[To do] Transcribe the records below word for word, leaving every picture out.

Data entries
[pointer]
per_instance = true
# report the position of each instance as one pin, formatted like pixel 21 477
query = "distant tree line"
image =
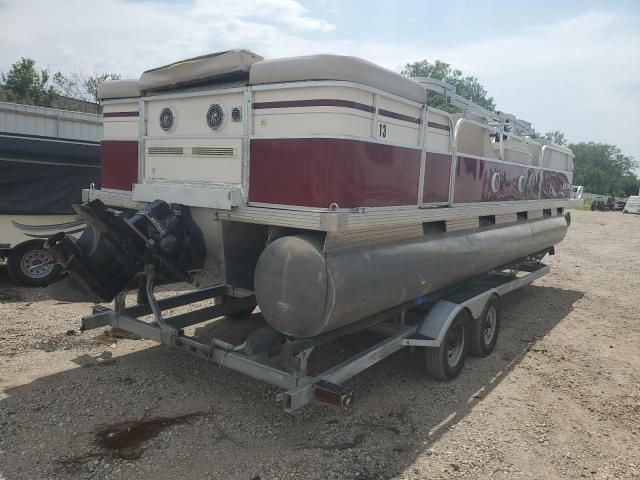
pixel 25 83
pixel 599 167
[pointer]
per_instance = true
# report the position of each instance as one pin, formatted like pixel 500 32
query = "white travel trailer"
pixel 47 156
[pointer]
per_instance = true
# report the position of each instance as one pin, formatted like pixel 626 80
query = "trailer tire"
pixel 235 315
pixel 446 361
pixel 485 330
pixel 32 254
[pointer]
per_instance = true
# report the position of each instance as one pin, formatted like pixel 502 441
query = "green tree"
pixel 466 86
pixel 25 84
pixel 603 168
pixel 556 137
pixel 80 86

[Task solution]
[pointer]
per_instance = true
# report the position of each instance as one pin, formatted like pixel 21 477
query = "distant tree line"
image =
pixel 25 83
pixel 599 167
[pointer]
per_instance = true
# report the position of each instance as one pin, formatted like pixel 500 32
query = "white travel trailer"
pixel 47 156
[pointer]
per_instance = true
# report the position of each instance as one pin, formatted like pixel 626 80
query = "trailer tire"
pixel 235 315
pixel 446 361
pixel 485 330
pixel 32 254
[pointer]
per_instance = true
# report the position of each instance as one pin, formatted like pixel 502 441
query = "green tree"
pixel 466 86
pixel 25 84
pixel 603 168
pixel 556 137
pixel 80 86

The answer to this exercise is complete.